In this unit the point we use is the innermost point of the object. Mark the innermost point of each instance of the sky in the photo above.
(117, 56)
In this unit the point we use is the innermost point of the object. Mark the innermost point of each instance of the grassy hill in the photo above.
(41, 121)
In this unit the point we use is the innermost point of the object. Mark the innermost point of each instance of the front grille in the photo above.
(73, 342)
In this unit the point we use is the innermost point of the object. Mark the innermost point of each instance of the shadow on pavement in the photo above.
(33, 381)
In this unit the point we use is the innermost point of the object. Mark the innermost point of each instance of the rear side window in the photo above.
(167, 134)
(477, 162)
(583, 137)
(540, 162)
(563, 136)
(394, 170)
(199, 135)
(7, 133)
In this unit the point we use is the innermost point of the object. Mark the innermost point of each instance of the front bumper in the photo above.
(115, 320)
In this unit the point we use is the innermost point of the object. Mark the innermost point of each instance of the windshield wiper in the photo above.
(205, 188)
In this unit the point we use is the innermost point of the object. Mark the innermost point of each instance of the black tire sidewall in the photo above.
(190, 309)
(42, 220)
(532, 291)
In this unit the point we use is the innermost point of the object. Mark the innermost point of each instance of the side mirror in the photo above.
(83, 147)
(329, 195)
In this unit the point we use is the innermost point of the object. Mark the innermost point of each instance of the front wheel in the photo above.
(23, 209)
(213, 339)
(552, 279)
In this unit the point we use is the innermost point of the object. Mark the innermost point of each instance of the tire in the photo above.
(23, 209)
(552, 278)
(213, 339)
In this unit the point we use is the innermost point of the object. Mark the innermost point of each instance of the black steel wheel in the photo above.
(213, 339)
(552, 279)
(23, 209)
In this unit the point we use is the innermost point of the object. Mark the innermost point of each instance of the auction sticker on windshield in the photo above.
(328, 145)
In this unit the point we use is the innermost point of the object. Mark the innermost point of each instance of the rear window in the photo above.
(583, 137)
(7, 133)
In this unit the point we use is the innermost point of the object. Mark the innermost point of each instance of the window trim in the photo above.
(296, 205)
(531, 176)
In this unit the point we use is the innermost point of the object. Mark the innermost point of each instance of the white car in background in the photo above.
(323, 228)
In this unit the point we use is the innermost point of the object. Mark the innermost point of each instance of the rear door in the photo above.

- - - -

-- THE PROBLEM --
Write out the whole listing again, exactly as it stands.

-- SOLUTION BELOW --
In this unit the point we use is the innermost point of the object. Mark the innermost point of each instance of the sky in the photo above.
(117, 56)
In this unit the point we use is the innermost point of the object. Mark the innermost point of each instance of the grassy hill in the photo above.
(41, 121)
In this unit the point we use is the innermost point of the object. Mark the innermost point of each instance of the front grille in the photo above.
(73, 342)
In this unit the point we use is the innermost point of the object. Mark the innermost point of each instance of the shadow on pavement in the photo above.
(33, 381)
In this unit the point we use is the innermost point of the object. Mark the innermost point of each instance of the rear side window in the photo above.
(167, 134)
(477, 162)
(583, 137)
(540, 162)
(563, 136)
(394, 170)
(199, 135)
(7, 133)
In this unit the point we use is the innermost point of the object. Mark the innermost point of each instance of the front bumper in the photo above.
(115, 320)
In this unit the point we use is the innermost point of the object. Mark the innermost point of each instance of the windshield wiper in the photo above.
(205, 188)
In this unit the point we use is the innermost point of the object. Mark the innermost point of each instance of the black tire sidewall in the photo above.
(190, 309)
(42, 220)
(532, 291)
In this unit the point we use is the innermost point of the object. Mark the innermost point of each instance of the side mirror in the photo above.
(83, 147)
(329, 195)
In this unit the point we use is the innermost point of the object. Mark the innermost point of each instance of the front wheel in the photo above.
(23, 209)
(213, 339)
(552, 279)
In this unit the point we use is the innermost point of the object. Mark the innermost point of each instance of the tire in the photo above.
(23, 209)
(552, 278)
(213, 339)
In this unit the point we use is the innermost point of the object. Mark the innermost point of each instance of the black steel wheel in the photo above.
(213, 339)
(552, 279)
(23, 209)
In this unit the point we use is the innermost point of the object. Mark the innermost point of each instance of the auction sticker on windshield in the photo above.
(328, 145)
In this unit the point we use is the innermost point of the object. Mark the innermost point of each instance of the rear window in the photo above.
(583, 137)
(7, 133)
In this unit the point we use is the innermost point of the object. Mark the innermost point of each instance of the window trim in the photo above.
(296, 205)
(531, 176)
In this unit the point we use is the innermost point of the object. Mark the innermost point of each instance of the white car in background in the photo above.
(323, 228)
In this unit the point we use is the innermost point of the object. Mark the innermost point of each instance of the rear door in the photo above.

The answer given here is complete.